§ STATED TASK
Copy every row below verbatim, but leave the pictures out of your answer.

Rows for pointing and labeling:
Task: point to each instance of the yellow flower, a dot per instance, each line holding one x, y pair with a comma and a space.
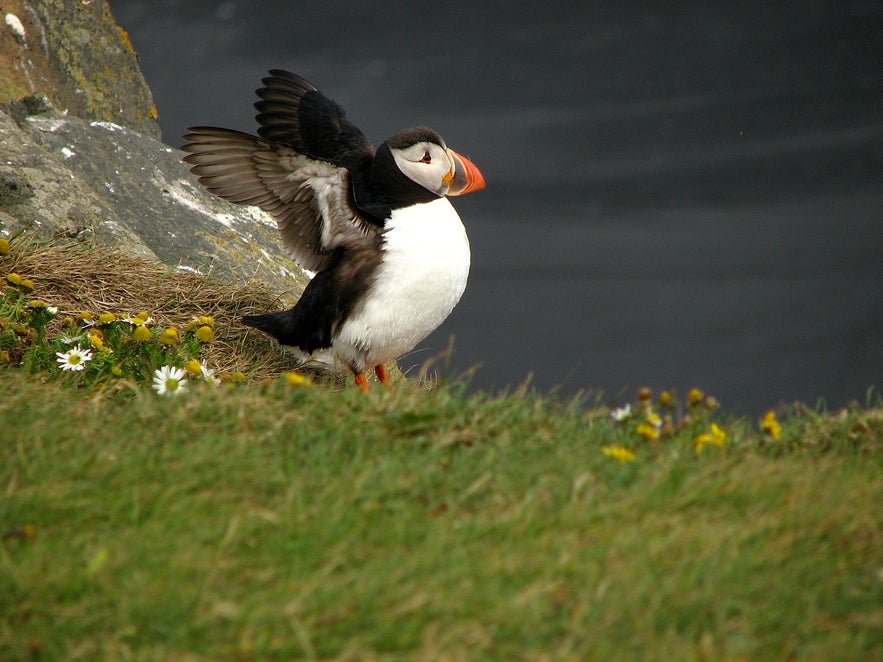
715, 437
169, 336
141, 333
667, 400
194, 367
620, 453
297, 379
649, 431
205, 333
770, 424
695, 397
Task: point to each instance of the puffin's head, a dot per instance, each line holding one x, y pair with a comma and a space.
422, 156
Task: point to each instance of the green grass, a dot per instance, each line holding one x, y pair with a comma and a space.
272, 522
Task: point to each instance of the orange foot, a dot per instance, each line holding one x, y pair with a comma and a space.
383, 376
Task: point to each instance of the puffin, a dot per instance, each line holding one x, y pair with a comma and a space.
389, 252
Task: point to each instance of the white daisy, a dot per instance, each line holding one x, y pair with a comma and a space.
621, 413
169, 380
75, 359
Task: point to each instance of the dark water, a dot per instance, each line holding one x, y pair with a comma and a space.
683, 195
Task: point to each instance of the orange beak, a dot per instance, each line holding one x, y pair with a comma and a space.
466, 177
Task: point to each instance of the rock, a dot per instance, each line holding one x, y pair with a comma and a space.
73, 53
96, 170
104, 182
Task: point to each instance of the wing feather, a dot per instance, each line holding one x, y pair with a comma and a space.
309, 198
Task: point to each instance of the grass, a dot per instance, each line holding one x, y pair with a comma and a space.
269, 521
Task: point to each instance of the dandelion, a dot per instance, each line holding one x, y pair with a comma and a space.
770, 424
695, 397
141, 318
297, 379
649, 431
620, 453
621, 413
667, 400
169, 380
169, 336
75, 359
714, 437
205, 333
141, 334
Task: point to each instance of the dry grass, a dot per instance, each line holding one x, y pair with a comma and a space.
78, 277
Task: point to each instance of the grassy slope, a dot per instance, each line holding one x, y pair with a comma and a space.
272, 522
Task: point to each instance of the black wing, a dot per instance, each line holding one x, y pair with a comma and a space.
294, 112
309, 198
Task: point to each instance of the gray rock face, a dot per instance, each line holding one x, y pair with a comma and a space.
100, 181
95, 169
74, 54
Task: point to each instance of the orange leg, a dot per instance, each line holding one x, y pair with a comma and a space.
361, 382
383, 376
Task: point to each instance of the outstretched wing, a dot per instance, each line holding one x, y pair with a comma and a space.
294, 112
309, 198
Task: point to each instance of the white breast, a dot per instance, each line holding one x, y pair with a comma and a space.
422, 277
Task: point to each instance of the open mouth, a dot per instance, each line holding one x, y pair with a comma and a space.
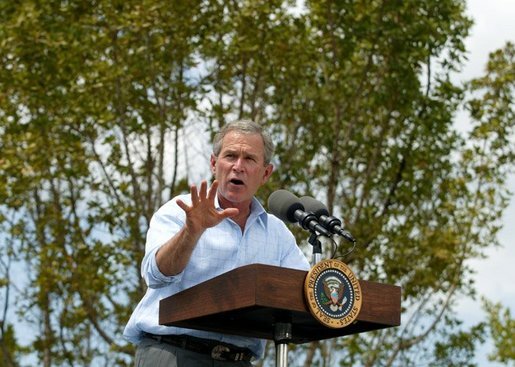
235, 181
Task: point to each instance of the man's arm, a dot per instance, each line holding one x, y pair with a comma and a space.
175, 254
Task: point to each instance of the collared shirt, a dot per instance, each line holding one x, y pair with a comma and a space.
265, 240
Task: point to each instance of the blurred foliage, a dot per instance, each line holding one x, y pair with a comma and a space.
106, 108
502, 328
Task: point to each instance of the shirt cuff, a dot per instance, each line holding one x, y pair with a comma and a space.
154, 277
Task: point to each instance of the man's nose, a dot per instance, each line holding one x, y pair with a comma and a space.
238, 164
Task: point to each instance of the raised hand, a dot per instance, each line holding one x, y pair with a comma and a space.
202, 213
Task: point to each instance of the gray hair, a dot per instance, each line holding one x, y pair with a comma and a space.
244, 127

§ CORRECT RESULT
Task: point to each instance of the yellow flower, a dot per instance, each line holding one x, y pair with a comma and a space.
715, 437
169, 336
141, 333
667, 400
194, 367
620, 453
297, 379
649, 431
205, 333
770, 424
695, 397
Task: point to each instance of the puffin's head, a dot per instance, each line holding one x, y pair with a comma and a space.
422, 156
Task: point to each instance of the green grass, a dot per instance, each line holding one x, y pair with a comma and a space.
272, 522
Task: point to each instance of the orange foot, a dot per instance, each line holding one x, y pair with a comma and a space.
383, 376
Task: point to each instance of the puffin, a dot per instance, each line holding one x, y pair with a comma and a space.
389, 252
Task: point to each instance of the white daisy, a dot per instance, each line holding one x, y pair with a comma and a space.
621, 413
169, 380
75, 359
Task: point to each instance of the dark water, a dot per instance, each line holding one x, y pair with a comma and a space.
683, 195
Task: point to each instance of the orange beak, a dot per instance, each line holding one x, y pair with a comma and a space.
466, 177
Task: point to each instance of the rock, a dot per instance, each line holding one x, y pair with a comma and a space.
73, 53
96, 170
104, 182
Task: point to each instance of the wing feather, a dot per instance, each line holding one x, y pair with a comma and a space.
309, 198
Task: point to each instance of the grass, a dot per instance, each line holding one x, y pair with a comma and a space.
269, 521
Task: point to each instance of the dandelion, a dot per instance, each line holding one x, y pair with a comma and a space.
770, 424
695, 397
141, 318
297, 379
649, 431
620, 453
621, 413
667, 400
169, 380
169, 336
75, 359
714, 437
205, 333
141, 334
Task: point to each instance of the dry grass, a dot per instance, each line holding one x, y pair with a comma and a space.
78, 277
Task: point to each instance of the grassy slope, a dot per instance, each line holding one x, y pair with a comma and a space.
272, 522
Task: point to each instance of the black wing, a dot per instance, each line holding one x, y pair with a comma and a space.
294, 112
309, 198
Task: point to each instance of the gray rock face, a dot per instance, each line holding one x, y pair with a comma and a space.
100, 181
95, 169
74, 54
Task: point to each instance of the orange leg, a dot per instance, each line holding one x, y pair with a comma and a space.
361, 382
383, 376
Task: point to each instance of the outstretched wing, a dot per instance, each line holding one x, y pair with a comma and a space.
294, 112
309, 198
Task: point to each instance of the white breast, a dot per instance, each line holding one x, y pair with a comma and a space.
422, 277
Task: point to each instance of the open mouth, a dot per instance, each line holding one x, y pair with a comma and a space.
235, 181
Task: point to each instance of the man's arm, a dot per instance, each line holding one x, y pair with a comma and a space.
175, 254
Task: point to each instance of the collared shirt, a dot per instance, each line holding one x, y pair with a comma and a space.
265, 240
Task: point to each instance of the blurred foliage, a dot per instance, each line holding one x, y pair with a comma and a space.
106, 108
502, 328
Task: point to each instance of the shirt cuff, a dot per instance, each line holding one x, y pair with a comma and a space.
154, 277
Task: point to each instance of the man's nose, a dot per instance, each line holding one x, y pair with a comma and a space.
238, 164
Task: point to each instance of the raised hand, a dot per instance, each line holding one x, y pair with a comma and a space.
202, 213
Task: point to each instance of the gray hair, a dot per instance, each line holding one x, y pair with a comma and a space.
244, 127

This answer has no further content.